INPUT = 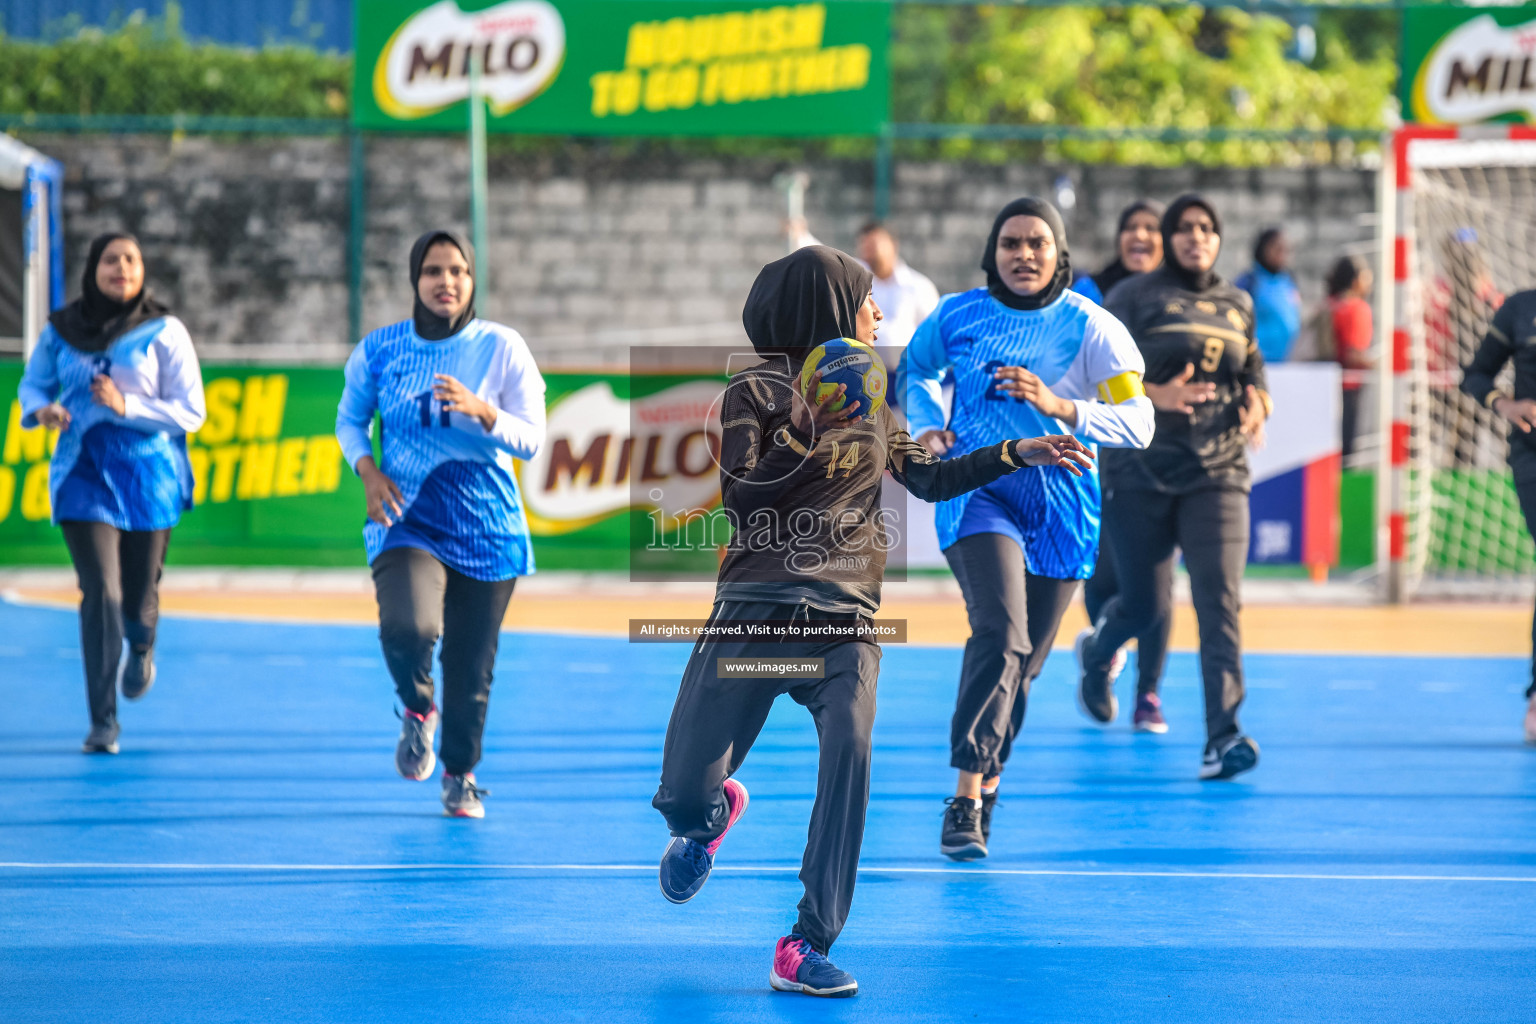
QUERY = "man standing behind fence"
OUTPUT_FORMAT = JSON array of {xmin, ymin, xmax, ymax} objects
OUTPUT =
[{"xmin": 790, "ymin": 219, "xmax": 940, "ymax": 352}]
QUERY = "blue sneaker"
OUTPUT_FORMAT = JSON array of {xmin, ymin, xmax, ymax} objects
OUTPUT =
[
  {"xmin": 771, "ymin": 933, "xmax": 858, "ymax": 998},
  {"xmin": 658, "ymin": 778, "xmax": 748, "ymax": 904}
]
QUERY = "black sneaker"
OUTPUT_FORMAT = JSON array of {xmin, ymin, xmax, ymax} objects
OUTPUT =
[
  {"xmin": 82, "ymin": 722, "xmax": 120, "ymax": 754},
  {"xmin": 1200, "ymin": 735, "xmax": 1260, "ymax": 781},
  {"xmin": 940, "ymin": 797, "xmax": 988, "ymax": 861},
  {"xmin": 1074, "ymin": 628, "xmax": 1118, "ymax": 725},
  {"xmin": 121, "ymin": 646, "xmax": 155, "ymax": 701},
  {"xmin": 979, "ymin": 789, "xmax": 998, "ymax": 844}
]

==

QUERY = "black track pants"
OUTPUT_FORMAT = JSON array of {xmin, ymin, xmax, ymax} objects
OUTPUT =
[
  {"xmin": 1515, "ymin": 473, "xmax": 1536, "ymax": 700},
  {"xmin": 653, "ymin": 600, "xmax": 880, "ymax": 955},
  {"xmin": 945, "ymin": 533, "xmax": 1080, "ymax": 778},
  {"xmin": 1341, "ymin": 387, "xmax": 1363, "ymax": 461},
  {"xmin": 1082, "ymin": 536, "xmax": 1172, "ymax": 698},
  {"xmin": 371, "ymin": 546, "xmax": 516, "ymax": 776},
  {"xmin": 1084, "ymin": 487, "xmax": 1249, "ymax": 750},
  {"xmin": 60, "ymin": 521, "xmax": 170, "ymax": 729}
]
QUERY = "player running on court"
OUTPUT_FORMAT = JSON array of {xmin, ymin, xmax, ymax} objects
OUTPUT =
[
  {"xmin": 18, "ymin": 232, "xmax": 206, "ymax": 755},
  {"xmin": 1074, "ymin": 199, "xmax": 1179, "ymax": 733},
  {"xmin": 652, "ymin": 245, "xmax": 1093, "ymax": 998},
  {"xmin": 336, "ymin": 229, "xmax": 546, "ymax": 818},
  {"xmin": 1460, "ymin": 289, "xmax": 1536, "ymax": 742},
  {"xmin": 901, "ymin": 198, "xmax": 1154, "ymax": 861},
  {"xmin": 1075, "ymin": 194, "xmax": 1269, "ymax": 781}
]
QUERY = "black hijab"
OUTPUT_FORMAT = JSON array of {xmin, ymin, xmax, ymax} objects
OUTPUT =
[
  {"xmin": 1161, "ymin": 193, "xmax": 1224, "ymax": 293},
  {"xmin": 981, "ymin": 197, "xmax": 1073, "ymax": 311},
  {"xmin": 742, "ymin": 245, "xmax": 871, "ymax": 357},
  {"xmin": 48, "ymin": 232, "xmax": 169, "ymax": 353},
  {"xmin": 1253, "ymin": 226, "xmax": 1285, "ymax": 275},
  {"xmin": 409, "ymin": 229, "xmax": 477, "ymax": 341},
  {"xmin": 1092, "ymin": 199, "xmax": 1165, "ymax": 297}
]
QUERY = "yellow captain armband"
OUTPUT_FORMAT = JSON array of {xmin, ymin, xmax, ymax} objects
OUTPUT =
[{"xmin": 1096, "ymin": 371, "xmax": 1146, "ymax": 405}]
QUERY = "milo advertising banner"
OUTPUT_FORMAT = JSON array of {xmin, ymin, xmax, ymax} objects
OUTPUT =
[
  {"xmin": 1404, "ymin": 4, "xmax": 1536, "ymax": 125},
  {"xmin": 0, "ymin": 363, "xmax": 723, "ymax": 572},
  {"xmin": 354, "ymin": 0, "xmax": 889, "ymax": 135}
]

**AIM OF THE TASK:** In the data above, tally the lines that contain the string "sneaker" and give that figure alone.

**FINAL ANSWER:** 2